PROBLEMS AND TASKS>
A – Can you write out the passage on Mulvaney and compromise from "Mulvaney said a" up to and including "with a question."?
B – What would come next in the passage on Mulvaney and compromise? Write its continuation, picking up after its final sentence.

PROVIDED PASSAGE>
------------------------------------------------

Mulvaney said a constituent asked him a fairly straightforward question: Why won’t you compromise with the president? Instead of answering her question directly, he responded with a question.
He asked her if she wanted to sell her house. She said that she did not. He proceeded to insist he wanted to purchase her home, even though it was obvious she didn’t want to sell it, and, would never consider his offer. She insisted that he stop. He then accused her of not wanting to compromise with him. This was not compromise, nor could there be compromise until Mulvaney and the lady reach an agreement to buy and sell the house.
Mr. Mulvaney’s use of this as an example of a failed compromise is a basic point of his failed philosophy and congressional leadership. By using this example of the lady and the home she does not want to sell, he identifies himself as a bully. Webster defines “bully” as someone who does the following to others:
1: To treat abusively
2: To affect by means of force or coercion
Mulvaney said he hoped his point was fairly made. It was not. In my opinion, the message I got from reading his column is that he doesn’t understand compromise, which means to settle differences by mutual concessions; an adjustment of conflicting claims or principles by the sacrifice or surrender of a part of each (Webster’s Dictionary Encyclopedic Edition).

------------------------------------------------

DATASET EXTRACT>

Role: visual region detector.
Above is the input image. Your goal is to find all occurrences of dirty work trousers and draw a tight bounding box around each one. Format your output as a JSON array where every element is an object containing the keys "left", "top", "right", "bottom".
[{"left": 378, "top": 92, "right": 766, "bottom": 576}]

------------------------------------------------

FINAL ANSWERS>
A –
Mulvaney said a constituent asked him a fairly straightforward question: Why won’t you compromise with the president? Instead of answering her question directly, he responded with a question.

B –
Mr. Mulvaney should lead by developing a plan or study someone else’s plan and compromising with portions. Compromise is a give-and-take negotiation.
Mr. Mulvaney demonstrates bullying qualities, not leadership instinct. He reacts on proposals as would a bully. Frankly, I am tired of listening to his constant complaining about Washington being broken. Get to work and fix it. Compromise. That’s what you were elected to do. If you can’t handle the job, resign.